## Set task
Count the lines in the rows below that contain the word "vase", matching case exactly. Give only the number.

* start Records *

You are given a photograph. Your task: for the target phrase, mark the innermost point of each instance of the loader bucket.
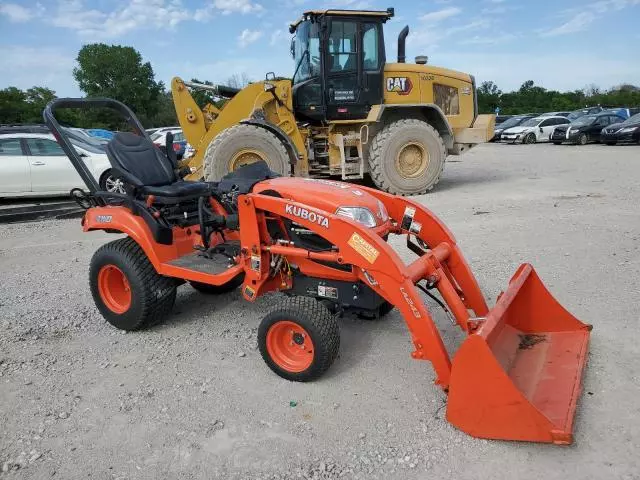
(519, 375)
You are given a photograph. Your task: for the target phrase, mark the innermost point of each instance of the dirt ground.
(192, 398)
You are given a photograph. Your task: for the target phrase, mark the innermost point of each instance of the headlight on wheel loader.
(359, 214)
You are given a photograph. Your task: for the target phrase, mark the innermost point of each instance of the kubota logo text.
(400, 85)
(305, 214)
(409, 300)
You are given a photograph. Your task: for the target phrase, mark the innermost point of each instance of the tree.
(12, 105)
(118, 72)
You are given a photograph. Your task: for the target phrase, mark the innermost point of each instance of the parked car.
(623, 112)
(625, 132)
(537, 129)
(33, 164)
(584, 129)
(555, 114)
(584, 111)
(514, 121)
(179, 142)
(100, 133)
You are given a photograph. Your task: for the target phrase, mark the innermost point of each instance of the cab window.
(342, 47)
(370, 46)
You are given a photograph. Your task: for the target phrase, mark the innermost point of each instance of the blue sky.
(560, 44)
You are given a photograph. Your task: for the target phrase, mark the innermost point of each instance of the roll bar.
(62, 138)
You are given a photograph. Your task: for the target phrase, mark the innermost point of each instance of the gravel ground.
(192, 398)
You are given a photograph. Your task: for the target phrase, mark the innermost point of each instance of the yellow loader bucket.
(519, 375)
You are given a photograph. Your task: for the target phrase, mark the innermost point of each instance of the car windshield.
(511, 122)
(532, 122)
(584, 120)
(632, 120)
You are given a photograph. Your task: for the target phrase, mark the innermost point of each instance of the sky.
(559, 44)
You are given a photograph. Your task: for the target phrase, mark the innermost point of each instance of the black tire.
(385, 150)
(314, 319)
(582, 139)
(217, 289)
(109, 183)
(220, 156)
(152, 295)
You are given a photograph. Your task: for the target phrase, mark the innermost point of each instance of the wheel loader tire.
(407, 157)
(127, 290)
(300, 340)
(217, 289)
(240, 145)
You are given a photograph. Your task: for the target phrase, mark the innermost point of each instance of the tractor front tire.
(241, 145)
(407, 157)
(126, 288)
(299, 340)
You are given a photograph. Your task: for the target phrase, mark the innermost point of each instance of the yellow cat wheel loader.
(345, 113)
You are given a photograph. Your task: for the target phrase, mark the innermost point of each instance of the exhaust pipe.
(401, 41)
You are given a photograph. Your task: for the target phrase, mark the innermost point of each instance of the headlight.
(359, 214)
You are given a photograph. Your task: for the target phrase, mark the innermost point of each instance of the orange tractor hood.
(326, 195)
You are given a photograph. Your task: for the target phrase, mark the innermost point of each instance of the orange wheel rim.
(114, 289)
(290, 346)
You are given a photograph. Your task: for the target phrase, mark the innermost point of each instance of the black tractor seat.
(141, 164)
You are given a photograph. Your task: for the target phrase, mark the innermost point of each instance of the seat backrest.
(139, 157)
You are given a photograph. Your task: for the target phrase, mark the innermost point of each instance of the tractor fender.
(292, 151)
(121, 220)
(430, 112)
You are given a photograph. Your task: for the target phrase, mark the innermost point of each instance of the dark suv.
(584, 129)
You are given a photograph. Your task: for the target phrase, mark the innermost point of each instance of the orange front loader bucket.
(519, 375)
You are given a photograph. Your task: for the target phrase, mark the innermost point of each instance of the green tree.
(118, 72)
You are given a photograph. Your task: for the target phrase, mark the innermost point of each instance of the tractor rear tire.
(217, 289)
(407, 157)
(126, 288)
(300, 340)
(240, 145)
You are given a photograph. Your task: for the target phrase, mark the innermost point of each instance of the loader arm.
(517, 376)
(256, 101)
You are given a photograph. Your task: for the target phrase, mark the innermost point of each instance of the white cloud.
(19, 14)
(439, 15)
(136, 15)
(41, 66)
(247, 37)
(237, 6)
(577, 23)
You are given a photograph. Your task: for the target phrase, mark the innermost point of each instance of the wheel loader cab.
(339, 57)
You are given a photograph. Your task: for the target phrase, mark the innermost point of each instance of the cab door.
(14, 167)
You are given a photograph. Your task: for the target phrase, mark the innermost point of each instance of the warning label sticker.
(363, 247)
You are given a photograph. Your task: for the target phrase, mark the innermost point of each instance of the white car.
(33, 164)
(534, 130)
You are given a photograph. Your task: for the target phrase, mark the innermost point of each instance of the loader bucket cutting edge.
(519, 376)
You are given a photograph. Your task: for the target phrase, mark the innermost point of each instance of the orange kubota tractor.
(516, 376)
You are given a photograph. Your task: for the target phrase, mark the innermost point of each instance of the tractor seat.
(140, 163)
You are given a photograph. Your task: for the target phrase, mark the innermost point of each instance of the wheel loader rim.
(290, 346)
(412, 160)
(114, 289)
(245, 156)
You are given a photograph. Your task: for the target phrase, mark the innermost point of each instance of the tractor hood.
(327, 195)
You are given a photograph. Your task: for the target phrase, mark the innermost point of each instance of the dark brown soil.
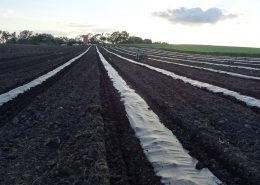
(126, 160)
(230, 69)
(243, 86)
(221, 133)
(20, 70)
(72, 131)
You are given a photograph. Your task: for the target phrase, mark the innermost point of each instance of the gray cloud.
(193, 15)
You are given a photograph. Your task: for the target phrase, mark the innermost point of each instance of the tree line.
(28, 37)
(117, 37)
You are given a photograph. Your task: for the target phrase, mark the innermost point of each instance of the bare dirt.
(72, 131)
(222, 134)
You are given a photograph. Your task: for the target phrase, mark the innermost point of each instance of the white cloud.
(193, 15)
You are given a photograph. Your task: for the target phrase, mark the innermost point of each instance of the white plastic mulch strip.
(21, 89)
(200, 62)
(203, 68)
(166, 154)
(249, 61)
(250, 101)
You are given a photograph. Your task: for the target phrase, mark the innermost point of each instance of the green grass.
(204, 49)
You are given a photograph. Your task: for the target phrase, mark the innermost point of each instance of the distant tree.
(134, 39)
(25, 35)
(123, 37)
(118, 37)
(114, 37)
(103, 38)
(147, 41)
(61, 40)
(42, 38)
(12, 39)
(5, 36)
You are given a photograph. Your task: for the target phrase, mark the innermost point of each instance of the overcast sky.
(215, 22)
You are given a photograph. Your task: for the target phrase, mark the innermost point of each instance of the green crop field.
(206, 49)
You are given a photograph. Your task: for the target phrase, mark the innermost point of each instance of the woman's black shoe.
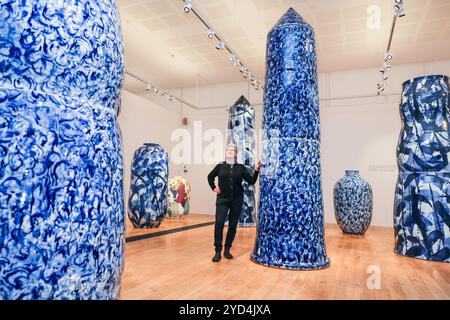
(227, 254)
(217, 257)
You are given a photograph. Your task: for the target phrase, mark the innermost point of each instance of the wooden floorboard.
(178, 266)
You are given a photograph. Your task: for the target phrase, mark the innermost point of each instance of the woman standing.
(229, 198)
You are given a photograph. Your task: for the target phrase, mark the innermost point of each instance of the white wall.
(359, 130)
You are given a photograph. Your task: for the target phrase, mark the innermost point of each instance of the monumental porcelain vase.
(421, 205)
(61, 167)
(147, 204)
(353, 202)
(290, 229)
(241, 132)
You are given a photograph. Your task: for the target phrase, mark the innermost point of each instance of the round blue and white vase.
(61, 167)
(353, 203)
(147, 204)
(421, 203)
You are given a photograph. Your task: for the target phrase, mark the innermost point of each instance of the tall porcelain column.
(147, 203)
(241, 132)
(290, 230)
(61, 167)
(422, 205)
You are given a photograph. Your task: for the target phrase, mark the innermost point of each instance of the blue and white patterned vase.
(147, 204)
(241, 132)
(422, 203)
(61, 167)
(353, 202)
(290, 229)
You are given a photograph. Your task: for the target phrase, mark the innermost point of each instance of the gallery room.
(224, 150)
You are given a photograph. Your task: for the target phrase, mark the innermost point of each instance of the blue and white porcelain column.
(61, 167)
(147, 204)
(290, 229)
(422, 206)
(353, 203)
(241, 132)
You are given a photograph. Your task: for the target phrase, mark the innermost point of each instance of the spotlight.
(387, 56)
(399, 9)
(187, 7)
(220, 45)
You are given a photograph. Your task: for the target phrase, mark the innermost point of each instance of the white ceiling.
(171, 48)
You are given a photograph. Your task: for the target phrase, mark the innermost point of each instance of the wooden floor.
(178, 266)
(169, 224)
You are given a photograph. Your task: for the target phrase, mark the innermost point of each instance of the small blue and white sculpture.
(290, 229)
(241, 132)
(422, 202)
(147, 204)
(353, 202)
(61, 167)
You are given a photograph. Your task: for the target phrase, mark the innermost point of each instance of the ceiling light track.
(188, 7)
(159, 91)
(399, 11)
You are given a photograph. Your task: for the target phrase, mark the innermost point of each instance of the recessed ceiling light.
(187, 7)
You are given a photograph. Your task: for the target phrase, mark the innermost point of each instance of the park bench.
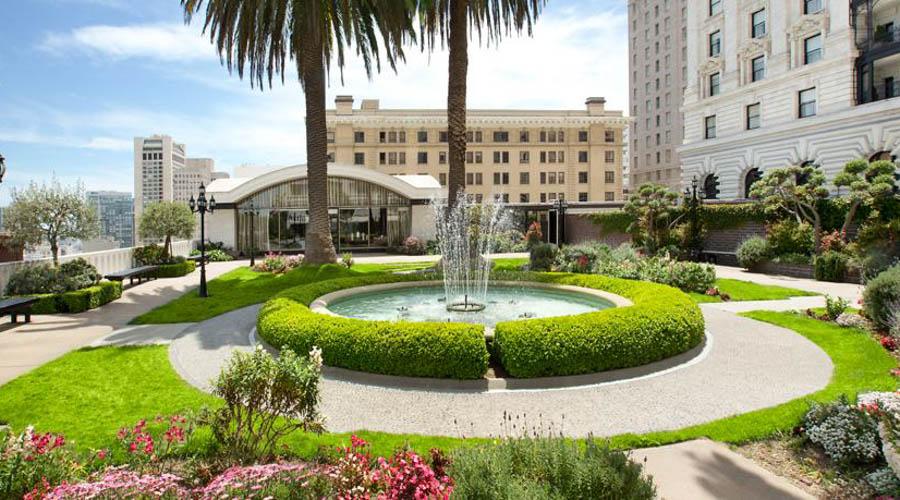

* end Records *

## Task result
3